REQUIRED WORK -> Write the entries out again. Every character must match.

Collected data
····················

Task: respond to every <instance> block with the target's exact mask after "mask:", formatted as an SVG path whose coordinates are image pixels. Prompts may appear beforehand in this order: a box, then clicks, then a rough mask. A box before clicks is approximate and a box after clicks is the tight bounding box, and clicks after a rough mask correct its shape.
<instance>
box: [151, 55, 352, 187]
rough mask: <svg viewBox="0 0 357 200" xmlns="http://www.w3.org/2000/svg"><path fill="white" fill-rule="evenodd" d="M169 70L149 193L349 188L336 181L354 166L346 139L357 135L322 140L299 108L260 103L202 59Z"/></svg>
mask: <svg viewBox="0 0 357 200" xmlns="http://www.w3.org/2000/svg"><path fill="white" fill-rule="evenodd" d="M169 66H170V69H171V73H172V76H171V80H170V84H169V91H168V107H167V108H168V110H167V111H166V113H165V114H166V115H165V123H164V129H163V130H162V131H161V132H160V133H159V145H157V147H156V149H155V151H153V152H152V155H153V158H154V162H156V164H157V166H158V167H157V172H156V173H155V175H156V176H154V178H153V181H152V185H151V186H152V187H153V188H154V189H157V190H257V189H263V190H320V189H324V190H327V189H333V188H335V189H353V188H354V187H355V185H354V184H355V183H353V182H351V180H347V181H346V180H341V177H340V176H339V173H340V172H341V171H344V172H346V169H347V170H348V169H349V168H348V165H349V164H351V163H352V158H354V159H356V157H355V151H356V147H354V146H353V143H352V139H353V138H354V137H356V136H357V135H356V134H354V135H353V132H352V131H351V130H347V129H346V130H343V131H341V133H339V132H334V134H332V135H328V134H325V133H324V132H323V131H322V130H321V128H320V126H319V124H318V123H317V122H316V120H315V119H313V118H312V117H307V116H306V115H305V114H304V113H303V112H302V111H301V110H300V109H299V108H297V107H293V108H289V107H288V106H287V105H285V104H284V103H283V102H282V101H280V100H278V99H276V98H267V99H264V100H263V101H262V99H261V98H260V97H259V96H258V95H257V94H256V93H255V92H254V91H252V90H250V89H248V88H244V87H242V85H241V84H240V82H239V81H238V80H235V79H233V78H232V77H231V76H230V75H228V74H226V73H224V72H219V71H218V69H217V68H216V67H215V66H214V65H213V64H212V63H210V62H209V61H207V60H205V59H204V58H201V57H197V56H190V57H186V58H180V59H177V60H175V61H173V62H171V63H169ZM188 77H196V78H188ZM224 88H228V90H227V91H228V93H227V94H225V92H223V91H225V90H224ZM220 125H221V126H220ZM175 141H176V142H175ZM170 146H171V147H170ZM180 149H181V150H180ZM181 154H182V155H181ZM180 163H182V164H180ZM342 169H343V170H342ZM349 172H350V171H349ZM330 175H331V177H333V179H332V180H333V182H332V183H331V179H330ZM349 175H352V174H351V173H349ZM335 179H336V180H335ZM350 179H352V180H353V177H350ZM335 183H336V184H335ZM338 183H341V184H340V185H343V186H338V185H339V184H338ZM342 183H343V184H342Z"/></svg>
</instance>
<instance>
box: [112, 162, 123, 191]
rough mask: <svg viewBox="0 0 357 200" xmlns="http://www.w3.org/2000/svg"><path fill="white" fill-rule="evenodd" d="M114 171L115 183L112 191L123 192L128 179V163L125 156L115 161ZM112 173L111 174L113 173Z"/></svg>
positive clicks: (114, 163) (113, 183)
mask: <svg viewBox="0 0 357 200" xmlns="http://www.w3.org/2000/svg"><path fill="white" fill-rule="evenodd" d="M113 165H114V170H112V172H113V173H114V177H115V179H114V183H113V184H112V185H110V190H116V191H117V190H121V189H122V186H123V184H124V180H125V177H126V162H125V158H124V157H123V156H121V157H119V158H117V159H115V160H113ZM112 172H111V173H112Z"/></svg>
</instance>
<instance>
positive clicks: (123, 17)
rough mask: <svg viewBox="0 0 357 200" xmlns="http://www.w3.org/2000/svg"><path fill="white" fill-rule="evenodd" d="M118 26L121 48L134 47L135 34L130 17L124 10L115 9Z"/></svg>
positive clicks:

····················

TASK OUTPUT ->
Task: respond to every <instance> block with the target's exact mask after "mask:", formatted as an SVG path whose coordinates are image pixels. Prompts may appear beforehand in this order: a box, then clicks, then a rough mask. A box before clicks is approximate and a box after clicks is the tight bounding box, and clicks after a rough mask correct its shape.
<instance>
box: [151, 55, 352, 187]
rough mask: <svg viewBox="0 0 357 200" xmlns="http://www.w3.org/2000/svg"><path fill="white" fill-rule="evenodd" d="M169 70L149 193L349 188L336 181L354 166L346 139L357 135L322 140L299 108L260 103L202 59Z"/></svg>
mask: <svg viewBox="0 0 357 200" xmlns="http://www.w3.org/2000/svg"><path fill="white" fill-rule="evenodd" d="M169 66H170V69H171V73H172V76H171V80H170V84H169V91H168V107H167V108H168V110H167V111H166V113H165V114H166V115H165V123H164V129H163V130H162V131H161V132H160V133H159V145H157V147H156V149H155V151H153V152H152V155H153V158H154V162H156V164H157V166H158V167H157V172H156V173H155V175H156V176H154V178H153V181H152V185H151V186H152V187H153V188H154V189H157V190H257V189H263V190H320V189H324V190H327V189H333V188H335V189H353V188H354V187H355V185H354V184H355V183H353V182H351V180H347V181H346V180H341V177H340V176H339V173H340V172H341V171H344V172H346V169H347V170H348V169H349V168H348V165H349V164H351V163H352V158H354V159H356V157H355V151H356V147H354V146H353V143H352V139H353V138H354V137H356V136H357V135H356V134H354V135H353V132H352V131H351V130H347V129H346V130H343V131H341V133H339V132H334V134H332V135H328V134H325V133H324V132H323V131H322V130H321V128H320V126H319V124H318V123H317V122H316V120H315V119H313V118H312V117H307V116H306V115H305V114H304V113H303V112H302V111H301V110H300V109H299V108H297V107H293V108H289V107H288V106H287V105H285V104H284V103H283V102H282V101H280V100H278V99H276V98H267V99H264V100H263V101H262V99H261V98H260V97H259V96H258V95H257V94H256V93H255V92H254V91H252V90H250V89H248V88H244V87H242V85H241V84H240V82H239V81H238V80H235V79H233V78H232V77H231V76H230V75H228V74H226V73H224V72H219V71H218V69H217V68H216V67H215V66H214V65H213V64H212V63H210V62H209V61H207V60H205V59H204V58H201V57H197V56H190V57H186V58H180V59H177V60H175V61H173V62H171V63H169ZM188 77H196V78H188ZM224 88H228V90H227V91H228V93H227V94H225V92H223V91H225V90H224ZM220 125H221V126H220ZM175 141H176V142H175ZM170 146H171V147H170ZM180 149H181V150H180ZM181 154H182V155H181ZM180 163H182V164H180ZM342 169H343V170H342ZM349 172H350V171H349ZM330 175H331V177H333V179H332V180H333V182H332V183H331V179H330ZM349 175H352V174H351V173H349ZM335 179H336V180H335ZM350 179H352V180H353V177H350ZM335 183H336V184H335ZM338 183H341V184H340V185H343V186H338V185H339V184H338ZM342 183H343V184H342Z"/></svg>
</instance>
<instance>
box: [112, 162, 123, 191]
rough mask: <svg viewBox="0 0 357 200" xmlns="http://www.w3.org/2000/svg"><path fill="white" fill-rule="evenodd" d="M114 171L115 183L112 191L123 192L128 179V163L125 156L115 161ZM112 173L111 174L113 173Z"/></svg>
positive clicks: (114, 163) (113, 183)
mask: <svg viewBox="0 0 357 200" xmlns="http://www.w3.org/2000/svg"><path fill="white" fill-rule="evenodd" d="M113 165H114V170H112V172H113V173H114V177H115V179H114V183H113V184H112V185H110V190H116V191H117V190H121V189H122V186H123V184H124V180H125V177H126V162H125V158H124V157H123V156H121V157H119V158H117V159H115V160H113ZM112 172H111V173H112Z"/></svg>
</instance>
<instance>
positive clicks: (123, 17)
rough mask: <svg viewBox="0 0 357 200" xmlns="http://www.w3.org/2000/svg"><path fill="white" fill-rule="evenodd" d="M118 26L121 48L134 47L135 34L130 17L124 10L115 9Z"/></svg>
positive clicks:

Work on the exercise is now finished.